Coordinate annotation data
______
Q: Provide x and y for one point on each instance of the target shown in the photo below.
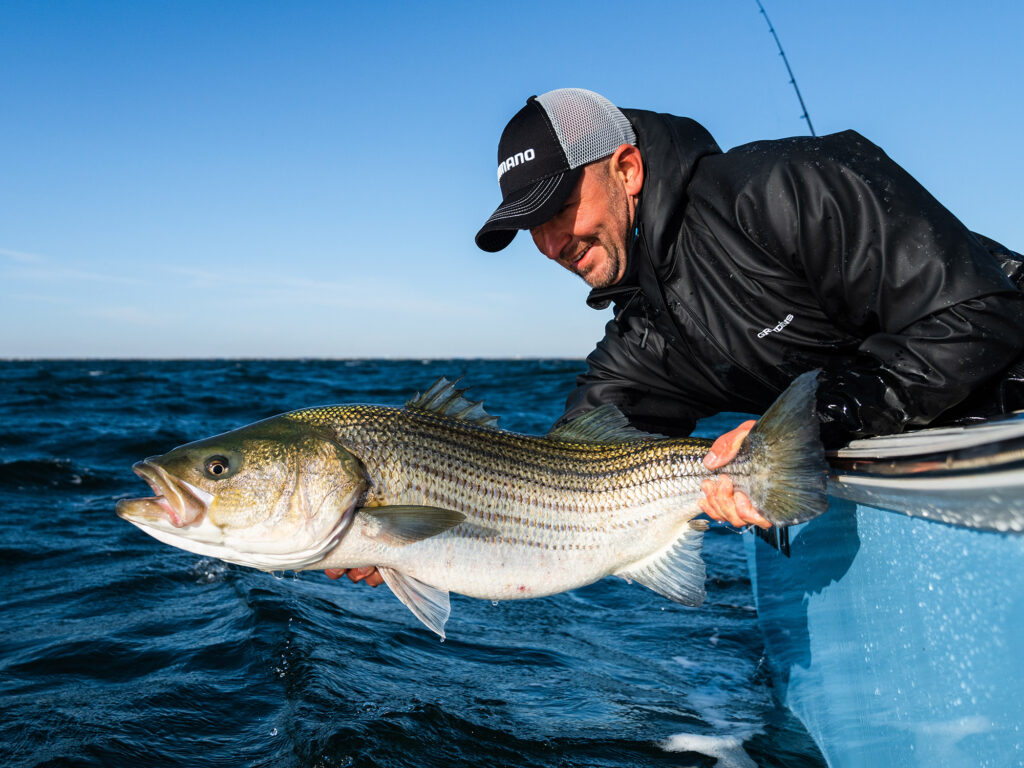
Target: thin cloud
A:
(22, 257)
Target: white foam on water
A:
(728, 751)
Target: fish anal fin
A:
(677, 571)
(604, 424)
(401, 524)
(429, 604)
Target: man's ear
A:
(628, 165)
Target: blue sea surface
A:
(119, 650)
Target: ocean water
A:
(118, 650)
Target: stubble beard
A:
(613, 266)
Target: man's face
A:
(589, 236)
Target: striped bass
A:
(442, 501)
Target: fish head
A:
(276, 495)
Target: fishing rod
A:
(793, 78)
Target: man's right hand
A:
(370, 574)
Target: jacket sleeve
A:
(627, 370)
(891, 265)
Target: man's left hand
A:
(721, 501)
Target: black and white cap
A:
(542, 154)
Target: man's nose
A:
(549, 240)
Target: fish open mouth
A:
(176, 501)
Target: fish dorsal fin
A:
(677, 571)
(442, 398)
(401, 524)
(604, 424)
(429, 604)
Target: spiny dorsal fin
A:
(442, 398)
(604, 424)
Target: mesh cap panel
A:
(589, 126)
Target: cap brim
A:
(526, 209)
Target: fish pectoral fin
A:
(403, 524)
(429, 604)
(677, 571)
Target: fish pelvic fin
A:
(677, 571)
(429, 604)
(401, 524)
(787, 462)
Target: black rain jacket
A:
(752, 266)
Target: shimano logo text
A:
(517, 159)
(776, 329)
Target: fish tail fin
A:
(787, 469)
(678, 570)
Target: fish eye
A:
(217, 466)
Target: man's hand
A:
(370, 574)
(721, 501)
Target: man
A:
(733, 272)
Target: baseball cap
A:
(541, 156)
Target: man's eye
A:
(217, 466)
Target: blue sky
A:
(305, 178)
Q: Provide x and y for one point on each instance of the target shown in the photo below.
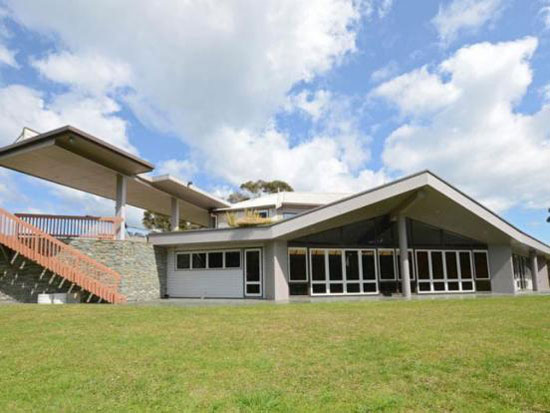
______
*Task to complete*: Could you repeat every line of the data above word for word, leaving out the pictures?

*Exercise solution*:
Q: Provide x and y for one point on each instance of the target shown in the photo below.
Target: thin cloud
A:
(22, 257)
Target: white foam on water
A:
(728, 751)
Target: fish anal fin
A:
(677, 571)
(604, 424)
(401, 524)
(429, 604)
Target: man's ear
A:
(628, 165)
Target: blue sea surface
A:
(119, 650)
Target: ocean water
A:
(118, 650)
Target: stubble beard
A:
(613, 266)
Target: man's face
A:
(589, 236)
Target: striped bass
A:
(442, 501)
Target: fish head
A:
(276, 495)
Target: fishing rod
A:
(793, 78)
Target: man's right hand
A:
(370, 574)
Target: jacket sleeve
A:
(627, 370)
(891, 265)
Target: man's left hand
A:
(721, 501)
Target: black and white cap
A:
(542, 154)
Target: man's nose
A:
(549, 240)
Target: fish open mouth
A:
(176, 501)
Target: fish dorsal fin
A:
(677, 571)
(442, 398)
(401, 524)
(604, 424)
(429, 604)
Target: spiny dorsal fin
A:
(442, 398)
(604, 424)
Target: mesh cap panel
A:
(589, 126)
Target: cap brim
A:
(526, 209)
Target: fish pectoral fin
A:
(403, 524)
(429, 604)
(677, 571)
Target: fish pelvic fin
A:
(677, 571)
(429, 604)
(401, 524)
(787, 462)
Target: black rain jacket
A:
(752, 266)
Target: shimano logo text
A:
(517, 159)
(776, 329)
Target: fish tail fin
A:
(787, 469)
(678, 570)
Target: fish eye
A:
(217, 466)
Target: man's hand
A:
(370, 574)
(721, 501)
Target: man
A:
(733, 272)
Target: baseball cap
A:
(541, 156)
Target: man's eye
A:
(217, 466)
Target: blue sky
A:
(305, 178)
Q: Provide x and y for one point on each instance of the target shown in the photo below.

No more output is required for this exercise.